■ INFORMATION SHOWN ■
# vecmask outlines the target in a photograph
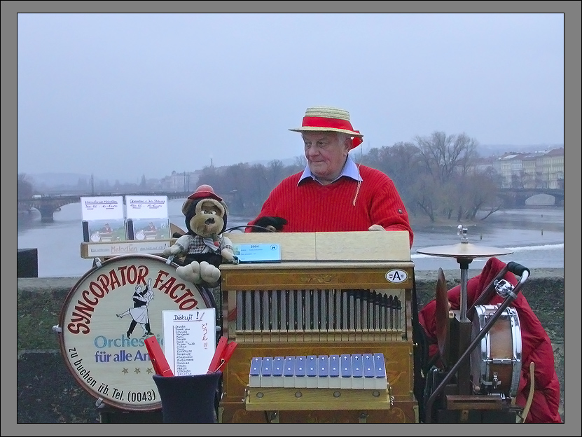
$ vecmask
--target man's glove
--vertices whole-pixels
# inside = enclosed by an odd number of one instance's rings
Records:
[[[251,232],[281,232],[287,221],[282,217],[261,217],[251,228]]]

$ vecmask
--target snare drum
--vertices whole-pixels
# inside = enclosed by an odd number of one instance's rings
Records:
[[[477,305],[471,339],[475,339],[499,305]],[[471,354],[476,394],[517,395],[521,375],[521,329],[518,312],[507,307]]]
[[[161,408],[145,339],[155,335],[163,350],[163,310],[216,307],[212,292],[178,277],[176,267],[155,255],[120,255],[69,291],[60,317],[61,353],[97,404]]]

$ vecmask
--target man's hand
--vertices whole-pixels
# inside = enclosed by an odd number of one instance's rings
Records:
[[[287,221],[282,217],[261,217],[255,222],[251,232],[281,232],[286,224]]]

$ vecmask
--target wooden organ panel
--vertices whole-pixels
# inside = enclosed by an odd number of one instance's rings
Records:
[[[228,236],[277,243],[282,260],[221,265],[223,335],[238,343],[223,373],[221,422],[417,422],[408,233]],[[256,357],[365,354],[383,354],[385,389],[249,386]]]

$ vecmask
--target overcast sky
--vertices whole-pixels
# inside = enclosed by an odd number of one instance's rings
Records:
[[[19,174],[292,158],[316,105],[348,110],[364,152],[435,131],[562,144],[564,15],[18,16]]]

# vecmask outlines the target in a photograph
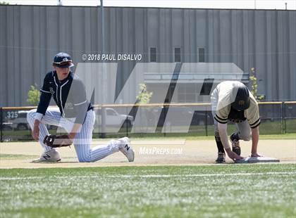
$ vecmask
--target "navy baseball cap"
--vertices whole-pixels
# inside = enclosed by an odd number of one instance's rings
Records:
[[[60,68],[67,68],[74,66],[70,55],[64,52],[60,52],[54,58],[54,65]]]
[[[242,83],[235,84],[233,89],[233,103],[231,107],[237,110],[244,110],[249,107],[249,93],[247,87]],[[234,100],[234,101],[233,101]]]

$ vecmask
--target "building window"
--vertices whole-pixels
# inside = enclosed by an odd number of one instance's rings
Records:
[[[150,62],[156,62],[156,48],[150,48]]]
[[[175,48],[175,62],[181,62],[181,48]]]
[[[204,48],[198,49],[198,62],[204,62]]]

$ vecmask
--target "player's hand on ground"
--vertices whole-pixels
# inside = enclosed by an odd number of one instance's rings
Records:
[[[258,158],[258,157],[263,157],[263,155],[259,155],[259,153],[252,153],[252,154],[251,154],[251,157]]]
[[[244,159],[244,158],[242,158],[242,156],[238,155],[236,153],[235,153],[231,150],[226,150],[226,152],[227,152],[227,155],[228,155],[229,158],[232,159],[233,160]]]

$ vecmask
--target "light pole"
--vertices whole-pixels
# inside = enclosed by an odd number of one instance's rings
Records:
[[[103,0],[100,0],[101,1],[101,53],[104,54],[105,53],[105,32],[104,32],[104,4]],[[103,60],[103,90],[104,93],[107,93],[107,78],[106,78],[106,67],[105,64]],[[103,104],[106,103],[106,95],[103,95]],[[106,138],[106,108],[104,107],[101,107],[101,136],[102,139]]]

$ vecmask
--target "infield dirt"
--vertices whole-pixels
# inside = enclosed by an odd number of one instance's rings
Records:
[[[32,158],[0,159],[0,168],[82,167],[108,166],[145,165],[197,165],[214,164],[216,148],[214,140],[132,140],[135,152],[135,162],[128,162],[125,157],[118,152],[96,162],[78,162],[75,148],[61,148],[62,160],[56,163],[32,163]],[[107,141],[94,141],[92,147],[102,145]],[[242,156],[247,157],[251,151],[251,142],[242,141]],[[296,162],[296,141],[261,140],[258,151],[260,154],[278,158],[281,162]],[[0,153],[36,155],[42,149],[37,142],[8,142],[0,143]],[[226,162],[231,163],[229,158]]]

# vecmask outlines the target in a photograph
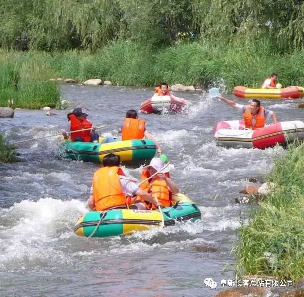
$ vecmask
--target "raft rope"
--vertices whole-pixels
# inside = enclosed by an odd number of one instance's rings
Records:
[[[101,223],[102,220],[103,219],[103,218],[104,218],[104,217],[105,217],[105,216],[106,216],[106,214],[107,213],[107,212],[104,212],[102,214],[102,215],[101,216],[101,219],[98,222],[98,223],[96,225],[96,227],[95,227],[95,229],[93,230],[93,232],[88,237],[88,238],[91,238],[93,235],[94,235],[94,234],[95,234],[95,232],[96,232],[96,231],[97,230],[97,229],[98,229],[98,227],[99,227],[99,225]]]

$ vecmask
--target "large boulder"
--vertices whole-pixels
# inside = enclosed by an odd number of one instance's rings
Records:
[[[260,195],[266,196],[267,195],[269,195],[270,192],[273,192],[275,190],[275,187],[274,183],[273,182],[269,182],[268,183],[265,182],[259,187],[257,190],[257,193]]]
[[[14,112],[10,107],[0,107],[0,118],[13,118]]]
[[[86,80],[83,83],[83,84],[90,86],[98,86],[102,84],[102,81],[99,79],[89,79],[88,80]]]
[[[195,89],[193,86],[186,86],[180,83],[173,85],[171,86],[171,90],[174,92],[178,92],[179,91],[195,91]]]

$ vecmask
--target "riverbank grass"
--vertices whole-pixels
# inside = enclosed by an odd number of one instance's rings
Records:
[[[0,58],[0,106],[40,109],[55,107],[60,101],[59,85],[51,81],[49,65],[30,54],[1,52]]]
[[[304,275],[304,143],[275,160],[267,181],[274,191],[239,230],[237,271],[295,281]]]
[[[6,144],[3,135],[0,134],[0,162],[9,163],[16,161],[15,149],[11,145]]]

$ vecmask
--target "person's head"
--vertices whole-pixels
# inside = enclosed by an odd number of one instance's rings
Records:
[[[278,80],[278,74],[276,73],[271,73],[270,78],[271,78],[274,82],[276,82]]]
[[[85,112],[85,110],[80,107],[74,108],[72,113],[75,115],[79,120],[83,120],[88,116],[88,114]]]
[[[250,103],[249,109],[250,112],[255,115],[261,106],[261,102],[258,99],[253,99]]]
[[[163,161],[161,160],[160,158],[153,158],[149,165],[147,165],[146,166],[144,166],[143,169],[147,169],[149,171],[149,174],[150,176],[152,176],[152,174],[154,174],[155,172],[157,171],[160,171],[161,169],[164,167],[165,164]],[[166,172],[169,172],[169,169],[168,167],[165,168],[162,170],[161,172],[163,172],[163,173],[166,173]]]
[[[131,118],[132,119],[137,119],[137,112],[135,109],[129,109],[127,111],[126,118]]]
[[[120,165],[120,157],[110,153],[103,157],[102,163],[103,166],[119,166]]]
[[[160,89],[163,94],[166,94],[168,87],[168,84],[166,82],[162,82],[160,84]]]

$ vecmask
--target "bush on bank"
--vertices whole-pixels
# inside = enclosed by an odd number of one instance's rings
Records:
[[[233,250],[240,275],[272,275],[296,280],[304,275],[304,143],[291,145],[268,177],[275,191],[249,224],[239,229]]]
[[[93,78],[121,85],[155,86],[161,81],[197,87],[223,81],[227,92],[236,85],[259,87],[272,72],[284,86],[304,86],[304,50],[275,53],[267,40],[253,44],[220,40],[182,42],[152,48],[131,41],[109,42],[97,52],[1,52],[0,104],[14,107],[55,106],[59,86],[51,78]],[[223,91],[223,90],[222,90]]]
[[[60,99],[59,86],[49,80],[50,65],[31,53],[1,52],[0,55],[0,106],[9,98],[13,108],[54,107]]]

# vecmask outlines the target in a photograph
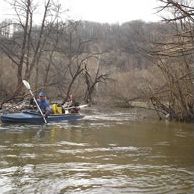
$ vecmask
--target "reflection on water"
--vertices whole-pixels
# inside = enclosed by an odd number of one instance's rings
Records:
[[[76,123],[0,126],[1,193],[193,193],[192,124],[92,111]]]

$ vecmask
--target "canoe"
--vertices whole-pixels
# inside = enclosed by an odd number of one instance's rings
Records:
[[[47,116],[48,123],[62,121],[76,121],[84,116],[79,113],[68,114],[51,114]],[[28,124],[44,124],[44,120],[39,112],[23,111],[18,113],[4,113],[1,115],[2,123],[28,123]]]

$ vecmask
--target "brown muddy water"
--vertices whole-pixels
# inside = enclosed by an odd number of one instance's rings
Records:
[[[193,124],[90,109],[75,123],[0,125],[0,193],[194,193]]]

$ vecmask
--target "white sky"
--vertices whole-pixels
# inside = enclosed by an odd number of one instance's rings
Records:
[[[11,9],[5,1],[0,0],[1,21],[11,17]],[[154,14],[156,12],[154,8],[158,6],[157,0],[58,0],[58,2],[61,2],[64,9],[69,9],[66,13],[66,18],[69,19],[120,24],[139,19],[146,22],[160,20],[160,17]]]

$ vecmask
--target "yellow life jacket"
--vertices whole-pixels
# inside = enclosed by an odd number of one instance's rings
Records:
[[[52,112],[53,114],[62,114],[62,107],[58,104],[52,104]]]

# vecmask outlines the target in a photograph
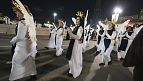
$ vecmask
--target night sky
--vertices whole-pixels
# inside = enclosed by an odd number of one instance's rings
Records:
[[[84,12],[89,10],[89,18],[93,18],[98,8],[97,0],[20,0],[23,4],[29,6],[35,20],[45,22],[53,20],[53,12],[57,12],[57,18],[70,21],[77,10]],[[99,0],[101,1],[100,9],[102,18],[110,18],[113,8],[116,5],[122,6],[122,15],[138,14],[143,8],[143,0]],[[0,13],[14,18],[11,0],[0,0]]]

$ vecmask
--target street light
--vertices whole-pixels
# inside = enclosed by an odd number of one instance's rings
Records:
[[[121,8],[116,7],[116,8],[114,9],[114,13],[118,13],[118,14],[120,14],[120,13],[122,13],[122,9],[121,9]]]
[[[112,23],[116,23],[118,21],[119,14],[122,13],[122,9],[116,7],[113,12],[114,13],[112,14]]]
[[[55,22],[55,17],[57,16],[58,14],[57,13],[53,13],[53,16],[54,16],[54,22]]]

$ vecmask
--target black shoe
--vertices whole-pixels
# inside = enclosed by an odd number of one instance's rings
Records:
[[[37,76],[33,75],[33,76],[30,76],[30,78],[25,81],[36,81],[36,80],[37,80]]]
[[[39,56],[40,56],[40,53],[37,52],[37,53],[36,53],[36,57],[39,57]]]
[[[49,49],[48,47],[45,47],[46,49]]]
[[[108,62],[108,65],[111,65],[111,64],[112,64],[112,61],[109,61],[109,62]]]
[[[73,75],[72,75],[71,73],[68,73],[67,75],[68,75],[69,77],[73,77]]]
[[[120,58],[120,61],[124,61],[124,58]]]
[[[104,65],[105,65],[105,63],[100,63],[100,64],[99,64],[99,66],[104,66]]]

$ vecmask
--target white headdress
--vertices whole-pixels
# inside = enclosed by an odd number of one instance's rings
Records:
[[[13,4],[23,13],[26,26],[28,26],[28,35],[32,42],[36,41],[36,26],[32,14],[24,7],[19,0],[12,0]]]

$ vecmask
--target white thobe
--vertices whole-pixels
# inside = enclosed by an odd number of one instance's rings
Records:
[[[83,28],[79,27],[77,34],[74,35],[72,32],[69,32],[69,35],[72,39],[75,39],[72,56],[69,60],[69,67],[74,78],[78,77],[82,71],[82,43],[79,39],[82,37]]]
[[[56,55],[60,56],[63,53],[62,43],[63,43],[63,28],[59,28],[56,32]]]
[[[12,68],[9,80],[17,80],[26,76],[36,75],[35,54],[36,42],[29,43],[27,39],[28,27],[24,21],[19,21],[17,35],[10,41],[16,43],[12,58]]]

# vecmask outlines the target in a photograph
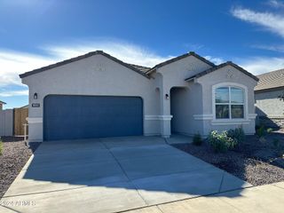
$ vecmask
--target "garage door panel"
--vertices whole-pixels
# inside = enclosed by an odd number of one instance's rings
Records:
[[[44,140],[143,134],[138,97],[62,96],[44,99]]]

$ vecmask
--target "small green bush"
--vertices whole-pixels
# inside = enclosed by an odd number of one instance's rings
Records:
[[[279,148],[280,146],[280,141],[278,138],[273,138],[273,146],[275,148]]]
[[[243,131],[242,128],[236,128],[234,130],[228,130],[228,137],[232,138],[233,139],[236,140],[239,143],[242,143],[246,138],[246,134]]]
[[[238,142],[228,136],[227,131],[218,133],[217,130],[210,132],[209,143],[216,153],[225,153],[229,149],[234,148]]]
[[[258,138],[264,137],[264,134],[265,134],[264,126],[261,126],[258,129],[256,129],[256,135],[258,136]]]
[[[193,144],[195,146],[201,146],[202,138],[200,133],[194,134]]]
[[[273,129],[272,129],[272,128],[268,128],[268,129],[266,130],[266,132],[267,132],[268,134],[272,133],[272,131],[273,131]]]
[[[3,152],[3,142],[2,142],[2,139],[0,138],[0,155],[2,155],[2,152]]]

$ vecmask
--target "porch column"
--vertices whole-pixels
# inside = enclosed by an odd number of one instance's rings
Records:
[[[170,138],[170,120],[172,115],[170,114],[170,90],[162,90],[160,93],[161,100],[161,134],[163,138]]]

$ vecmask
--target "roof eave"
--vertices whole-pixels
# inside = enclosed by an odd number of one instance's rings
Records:
[[[72,62],[75,62],[75,61],[77,61],[77,60],[80,60],[80,59],[86,59],[86,58],[89,58],[89,57],[91,57],[91,56],[94,56],[94,55],[103,55],[115,62],[117,62],[118,64],[121,64],[122,66],[124,66],[135,72],[137,72],[138,74],[146,77],[146,78],[150,78],[149,75],[147,75],[146,74],[144,74],[142,73],[141,71],[139,71],[138,69],[131,67],[130,65],[127,64],[127,63],[124,63],[123,61],[104,52],[103,51],[91,51],[91,52],[88,52],[84,55],[81,55],[81,56],[77,56],[77,57],[75,57],[75,58],[72,58],[72,59],[66,59],[66,60],[63,60],[63,61],[60,61],[60,62],[58,62],[58,63],[55,63],[55,64],[51,64],[51,65],[49,65],[49,66],[46,66],[46,67],[41,67],[41,68],[37,68],[37,69],[34,69],[32,71],[29,71],[29,72],[26,72],[24,74],[20,74],[19,75],[19,76],[20,78],[24,78],[24,77],[28,77],[29,75],[35,75],[35,74],[38,74],[38,73],[41,73],[41,72],[43,72],[43,71],[46,71],[46,70],[50,70],[50,69],[52,69],[52,68],[55,68],[55,67],[60,67],[60,66],[63,66],[63,65],[67,65],[67,64],[69,64],[69,63],[72,63]]]

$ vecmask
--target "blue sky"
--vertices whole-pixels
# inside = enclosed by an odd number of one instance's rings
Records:
[[[0,0],[0,100],[28,104],[19,74],[91,51],[152,67],[194,51],[257,75],[284,67],[284,1]]]

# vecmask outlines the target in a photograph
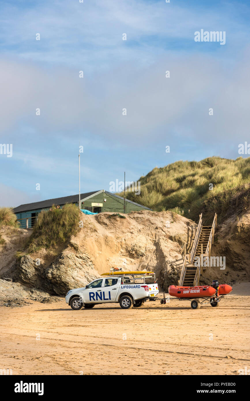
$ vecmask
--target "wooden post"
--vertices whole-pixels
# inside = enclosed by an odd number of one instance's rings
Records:
[[[124,214],[125,214],[125,172],[124,172]]]
[[[203,244],[201,244],[201,274],[203,274]]]

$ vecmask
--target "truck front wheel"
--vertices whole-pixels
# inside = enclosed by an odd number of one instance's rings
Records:
[[[83,302],[79,297],[74,297],[71,301],[70,305],[74,310],[80,310],[83,309]]]
[[[130,309],[133,307],[133,302],[131,297],[124,295],[120,300],[120,306],[123,309]]]
[[[144,300],[139,300],[136,301],[135,303],[133,305],[134,308],[140,308],[140,306],[143,306],[144,304]]]

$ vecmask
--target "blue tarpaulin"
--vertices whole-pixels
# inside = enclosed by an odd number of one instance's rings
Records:
[[[92,213],[92,212],[90,212],[89,210],[86,210],[85,209],[80,209],[81,212],[84,213],[85,215],[97,215],[97,213]]]

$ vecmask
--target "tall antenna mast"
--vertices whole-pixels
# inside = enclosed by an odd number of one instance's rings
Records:
[[[79,158],[79,209],[81,209],[81,195],[80,191],[80,153],[78,155]]]
[[[125,172],[124,172],[124,213],[125,213]]]

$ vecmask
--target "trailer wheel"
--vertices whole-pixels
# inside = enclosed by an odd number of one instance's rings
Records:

■ TASK DESCRIPTION ■
Reproduce the listing from its first line through the line containing "[[[251,232],[281,232],[287,221],[282,217],[261,217],[251,228]]]", swapping "glove" for "mitten" and keeping everything else the same. Omit the picture line from your copy.

■ RESPONSE ■
# vecmask outlines the target in a photograph
$ vecmask
--target man's mitten
--vertices whole-pixels
# inside = enclosed by an odd number of one instance's rings
Records:
[[[251,232],[281,232],[287,221],[282,217],[261,217],[251,228]]]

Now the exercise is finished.